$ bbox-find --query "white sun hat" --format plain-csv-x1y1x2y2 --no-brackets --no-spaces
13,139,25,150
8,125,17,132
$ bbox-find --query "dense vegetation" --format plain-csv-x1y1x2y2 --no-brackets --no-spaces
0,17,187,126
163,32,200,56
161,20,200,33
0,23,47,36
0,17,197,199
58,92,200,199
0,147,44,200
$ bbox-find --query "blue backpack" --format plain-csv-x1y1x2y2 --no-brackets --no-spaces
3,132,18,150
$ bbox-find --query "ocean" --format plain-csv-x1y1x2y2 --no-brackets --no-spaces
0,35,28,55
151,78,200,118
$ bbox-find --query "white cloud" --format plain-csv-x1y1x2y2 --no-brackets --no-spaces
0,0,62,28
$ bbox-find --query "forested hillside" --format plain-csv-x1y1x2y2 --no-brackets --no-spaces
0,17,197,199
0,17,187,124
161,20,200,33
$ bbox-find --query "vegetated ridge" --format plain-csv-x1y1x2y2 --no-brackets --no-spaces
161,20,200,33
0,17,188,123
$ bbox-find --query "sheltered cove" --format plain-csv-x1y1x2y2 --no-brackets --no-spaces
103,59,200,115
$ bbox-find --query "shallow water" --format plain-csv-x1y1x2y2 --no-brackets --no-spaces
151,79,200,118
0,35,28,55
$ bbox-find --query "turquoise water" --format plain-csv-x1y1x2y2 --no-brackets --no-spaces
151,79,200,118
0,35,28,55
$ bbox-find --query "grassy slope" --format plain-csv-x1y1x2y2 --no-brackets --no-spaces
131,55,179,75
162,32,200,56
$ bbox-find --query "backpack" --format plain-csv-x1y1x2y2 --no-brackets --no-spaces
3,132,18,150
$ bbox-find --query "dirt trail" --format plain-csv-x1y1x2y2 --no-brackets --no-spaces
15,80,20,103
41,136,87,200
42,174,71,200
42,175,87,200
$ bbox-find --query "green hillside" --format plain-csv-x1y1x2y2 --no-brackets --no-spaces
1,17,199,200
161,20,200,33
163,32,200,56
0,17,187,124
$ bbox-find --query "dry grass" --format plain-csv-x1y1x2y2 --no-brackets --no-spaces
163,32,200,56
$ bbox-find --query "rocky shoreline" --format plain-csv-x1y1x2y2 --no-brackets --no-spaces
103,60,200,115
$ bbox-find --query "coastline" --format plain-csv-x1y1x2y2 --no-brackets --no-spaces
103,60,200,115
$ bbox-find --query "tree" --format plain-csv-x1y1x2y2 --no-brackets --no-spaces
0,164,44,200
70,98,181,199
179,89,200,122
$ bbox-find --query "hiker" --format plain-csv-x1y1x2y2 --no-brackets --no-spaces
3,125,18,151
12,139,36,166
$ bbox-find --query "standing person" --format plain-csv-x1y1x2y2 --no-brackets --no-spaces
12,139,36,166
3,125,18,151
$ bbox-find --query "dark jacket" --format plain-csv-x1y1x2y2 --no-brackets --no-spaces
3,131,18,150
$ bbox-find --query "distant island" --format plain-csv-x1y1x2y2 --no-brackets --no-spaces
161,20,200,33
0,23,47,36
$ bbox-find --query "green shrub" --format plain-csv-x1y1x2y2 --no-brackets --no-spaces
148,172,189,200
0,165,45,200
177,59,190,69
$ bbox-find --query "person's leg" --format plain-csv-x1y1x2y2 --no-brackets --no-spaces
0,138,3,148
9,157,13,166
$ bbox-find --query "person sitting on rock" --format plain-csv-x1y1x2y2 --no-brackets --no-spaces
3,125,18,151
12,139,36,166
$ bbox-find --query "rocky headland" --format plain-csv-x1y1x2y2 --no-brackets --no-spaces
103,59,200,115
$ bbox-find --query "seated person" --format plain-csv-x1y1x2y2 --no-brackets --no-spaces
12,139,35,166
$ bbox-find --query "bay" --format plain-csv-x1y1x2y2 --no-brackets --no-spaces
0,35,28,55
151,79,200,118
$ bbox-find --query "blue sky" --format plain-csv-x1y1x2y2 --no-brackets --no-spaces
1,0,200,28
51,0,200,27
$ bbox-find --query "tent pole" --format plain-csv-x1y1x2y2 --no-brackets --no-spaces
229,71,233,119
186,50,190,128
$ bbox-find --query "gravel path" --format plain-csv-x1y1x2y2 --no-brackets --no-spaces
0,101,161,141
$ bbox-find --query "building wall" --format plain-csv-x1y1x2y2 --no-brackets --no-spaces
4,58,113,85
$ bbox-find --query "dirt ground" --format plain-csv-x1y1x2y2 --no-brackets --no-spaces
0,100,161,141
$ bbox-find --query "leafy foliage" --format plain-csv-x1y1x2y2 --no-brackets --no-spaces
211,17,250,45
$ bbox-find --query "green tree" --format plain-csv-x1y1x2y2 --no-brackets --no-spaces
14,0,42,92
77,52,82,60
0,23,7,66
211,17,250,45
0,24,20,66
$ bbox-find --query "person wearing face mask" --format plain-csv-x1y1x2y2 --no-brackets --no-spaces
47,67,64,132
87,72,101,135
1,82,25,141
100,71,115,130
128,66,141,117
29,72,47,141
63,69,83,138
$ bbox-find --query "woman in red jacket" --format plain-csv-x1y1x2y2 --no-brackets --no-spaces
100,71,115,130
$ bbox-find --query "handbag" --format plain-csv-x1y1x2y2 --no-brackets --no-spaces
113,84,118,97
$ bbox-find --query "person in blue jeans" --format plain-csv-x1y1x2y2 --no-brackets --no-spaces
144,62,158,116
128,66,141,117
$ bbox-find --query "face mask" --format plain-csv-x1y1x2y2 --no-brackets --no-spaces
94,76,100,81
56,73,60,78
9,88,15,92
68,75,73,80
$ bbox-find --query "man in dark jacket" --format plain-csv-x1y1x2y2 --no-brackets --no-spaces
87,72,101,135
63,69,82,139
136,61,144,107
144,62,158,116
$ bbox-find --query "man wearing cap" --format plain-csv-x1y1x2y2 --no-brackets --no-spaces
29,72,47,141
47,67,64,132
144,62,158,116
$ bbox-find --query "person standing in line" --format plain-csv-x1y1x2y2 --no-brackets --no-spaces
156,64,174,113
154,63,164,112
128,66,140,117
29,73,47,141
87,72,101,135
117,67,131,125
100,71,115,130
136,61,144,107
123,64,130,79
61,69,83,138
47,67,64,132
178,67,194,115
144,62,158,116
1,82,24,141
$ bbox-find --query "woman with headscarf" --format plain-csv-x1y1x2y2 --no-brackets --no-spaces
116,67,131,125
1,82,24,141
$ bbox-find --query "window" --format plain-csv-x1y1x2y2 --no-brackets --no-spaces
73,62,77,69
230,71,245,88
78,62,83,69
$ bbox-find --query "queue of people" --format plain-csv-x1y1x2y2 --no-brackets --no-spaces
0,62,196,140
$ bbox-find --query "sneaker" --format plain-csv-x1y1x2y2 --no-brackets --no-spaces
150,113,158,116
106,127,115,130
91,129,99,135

******************************

→ **DIRECTIONS**: Exactly as written, output all of the entries.

→ **SOLUTION TO THIS EXERCISE**:
$ bbox-find --query "white sun hat" --format plain-csv-x1y1x2y2 --no-brackets --no-spaces
13,139,25,150
8,125,17,132
$ bbox-find --query "dense vegetation" --format plain-csv-x1y1x2y2 --no-brackets --no-spaces
0,17,187,126
163,32,200,56
161,20,200,33
0,23,47,36
0,17,197,199
58,92,200,199
0,147,44,200
$ bbox-find --query "blue backpack" --format plain-csv-x1y1x2y2 --no-brackets --no-spaces
3,132,18,150
$ bbox-find --query "ocean" --format plain-csv-x1y1x2y2 --no-brackets --no-spaces
0,35,28,55
151,78,200,118
$ bbox-find --query "white cloud" --format plain-csv-x1y1x2y2 --no-brackets --no-spaces
0,0,62,28
$ bbox-find --query "forested hillside" --format plain-csv-x1y1x2y2 --no-brackets --no-spaces
0,17,197,199
0,17,187,124
161,20,200,33
$ bbox-find --query "vegetated ridge" --format plain-csv-x1y1x2y2 --no-brackets --no-spaces
161,20,200,33
0,17,188,123
$ bbox-find --query "sheltered cove" --format plain-csv-x1y1x2y2 --no-brackets --no-spaces
103,59,200,115
$ bbox-find --query "shallow water" --format plain-csv-x1y1x2y2 --no-brackets --no-spaces
151,79,200,118
0,35,28,55
$ bbox-find --query "turquoise water" --format plain-csv-x1y1x2y2 --no-brackets --no-spaces
151,79,200,118
0,35,28,55
$ bbox-find --query "grassy slope" --format plain-csv-x1y1x2y2 --no-brackets --no-spaces
131,55,179,75
162,32,200,56
$ bbox-find --query "backpack" --format plain-csv-x1y1x2y2 --no-brackets --no-spaces
3,132,18,150
$ bbox-find --query "dirt trail" --format plain-csv-x1y1x2y2 --no-brackets --no-spaces
15,80,20,103
41,136,87,200
42,174,71,200
42,175,87,200
$ bbox-find --query "green hillside" --format plain-csv-x1y1x2y2 --no-brackets --no-spaces
1,17,199,200
161,20,200,33
163,32,200,56
0,17,187,124
$ bbox-find --query "dry grass" --format plain-csv-x1y1x2y2 --no-brackets --no-spaces
163,32,200,56
$ bbox-find --query "rocky shoreline" --format plain-csv-x1y1x2y2 --no-brackets --no-spaces
103,60,200,115
$ bbox-find --query "coastline" --format plain-csv-x1y1x2y2 --no-brackets --no-spaces
103,60,200,115
$ bbox-find --query "tree" --format plain-csv-x1y1x2y2 --no-brackets --no-spaces
0,164,44,200
70,98,181,199
179,89,200,122
$ bbox-find --query "hiker" --format plain-csv-x1y1x2y2 --no-brackets --no-spaces
3,125,18,151
12,139,36,166
$ bbox-find --query "standing person" --format plain-csv-x1y1x2y2 --no-brackets --no-spaces
12,139,36,166
3,125,18,151
$ bbox-find --query "dark jacket" --format plain-csv-x1y1x2y2 --no-brackets --no-spaces
3,131,18,150
$ bbox-find --query "distant island" --format plain-csv-x1y1x2y2 --no-brackets --no-spaces
161,20,200,33
0,23,47,36
$ bbox-find --query "green shrub" --format plain-csv-x1y1x2y2 --no-brackets --no-spaces
148,172,189,200
0,165,45,200
177,59,190,69
$ bbox-find --query "person's leg" --format plain-csv-x1y1x2y2 --no-brackets --no-spaces
0,138,3,148
9,157,13,166
$ bbox-find --query "person sitting on rock" --format plain-csv-x1y1x2y2 --no-brackets --no-spaces
3,125,18,151
12,139,36,166
$ bbox-find --query "rocky headland" --format plain-csv-x1y1x2y2 --no-brackets --no-spaces
103,59,200,115
$ bbox-find --query "seated person" --format plain-csv-x1y1x2y2 --no-brackets --no-spaces
12,139,35,166
$ bbox-find --query "bay" --format plain-csv-x1y1x2y2 --no-brackets --no-spaces
0,35,28,55
151,79,200,118
$ bbox-find --query "blue sky" --format plain-csv-x1y1x2y2 --no-brackets --no-spaces
1,0,200,28
51,0,200,27
$ bbox-find --query "tent pole" --format plain-csv-x1y1x2y2 --no-brackets --no-spaces
229,71,233,119
186,50,190,128
$ bbox-find --query "gravel path" --format plain-csv-x1y1x2y2 --no-brackets --no-spaces
0,101,161,141
$ bbox-find --query "building wall" --format plain-csv-x1y1x2y2 --no-brackets --no-spaces
4,58,113,85
$ bbox-find --query "dirt ground" --format plain-csv-x1y1x2y2 --no-brackets --no-spaces
0,100,161,141
$ bbox-find --query "leafy foliage" --format plain-csv-x1y1x2y2 --no-brackets --no-spaces
211,17,250,45
$ bbox-find --query "green tree" --format plain-csv-x1y1x2y2 --no-brackets --no-spaces
14,0,42,92
77,52,82,60
0,23,7,66
211,17,250,45
0,24,20,66
$ bbox-find --query "person wearing face mask" --format plain-csv-x1y1x2y2 --no-brackets --no-spaces
47,67,64,132
87,72,101,135
1,82,25,141
100,71,115,130
128,66,141,117
29,72,47,141
63,69,83,138
$ bbox-find --query "woman in red jacket" --format plain-csv-x1y1x2y2 --no-brackets --no-spaces
100,71,115,130
$ bbox-find --query "handbag" --format plain-csv-x1y1x2y2 --no-brackets --no-spaces
113,84,118,97
$ bbox-find --query "person in blue jeans" --format plain-csv-x1y1x2y2 --no-brackets --no-spaces
144,62,158,116
128,66,141,117
$ bbox-find --query "face mask" --format plain-csv-x1y1x2y2 --no-brackets --no-spaces
94,76,100,81
56,73,60,78
9,88,15,92
68,75,73,80
$ bbox-find --query "man in dark jacket" --format plain-csv-x1y1x2y2 --no-brackets --no-spaces
87,72,101,135
63,69,82,139
136,61,144,107
144,62,158,116
$ bbox-find --query "man wearing cap" --format plain-csv-x1y1x2y2 --no-brackets --no-spaces
29,72,47,141
47,67,64,132
144,62,158,116
$ bbox-find --query "person standing in line" --format plain-csv-x1y1x2y2 --no-brackets --no-spaces
156,64,174,113
154,63,164,112
128,66,140,117
29,73,47,141
87,72,101,135
117,67,131,125
100,71,115,130
136,61,144,107
123,64,130,79
61,69,83,138
47,67,64,132
178,67,194,115
144,62,158,116
1,82,24,141
$ bbox-find --query "woman with headscarf" --format plain-csv-x1y1x2y2 --no-brackets --no-spaces
116,67,131,125
1,82,24,141
$ bbox-find --query "window" --format plain-csv-x1y1x2y2 --no-brackets --no-spaces
73,62,77,69
230,71,245,88
78,62,83,69
$ bbox-find --query "queue of people" --format plain-csv-x1y1x2y2 --no-brackets --no-spaces
0,62,196,140
$ bbox-find --query "sneaker" --format plain-csv-x1y1x2y2 --no-brackets --no-spaces
150,113,158,116
106,127,115,130
91,129,99,135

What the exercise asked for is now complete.